◆ **指示**: 以下の各行を、空行を除いて番号付きリストに書き直してください。画像は解答に含めないでください。

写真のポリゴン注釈

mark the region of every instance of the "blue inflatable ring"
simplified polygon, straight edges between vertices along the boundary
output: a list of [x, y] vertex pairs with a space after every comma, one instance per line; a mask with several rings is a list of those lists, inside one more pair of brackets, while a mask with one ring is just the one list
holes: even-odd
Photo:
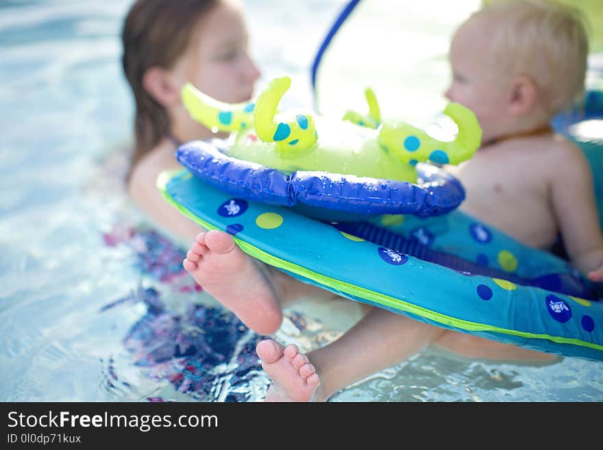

◆ **解答**:
1. mark the region of every instance of the "blue inflatable ring"
2. simplified polygon, straight edges between vertices along the boundary
3. output: a list of [x, y] vertex pairs with a space after every comma, one instance per line; a mask with several rings is a list of those lists, inside one more pair of brackets, while a mask with one ring is just the one list
4. holes: even-odd
5. Photo:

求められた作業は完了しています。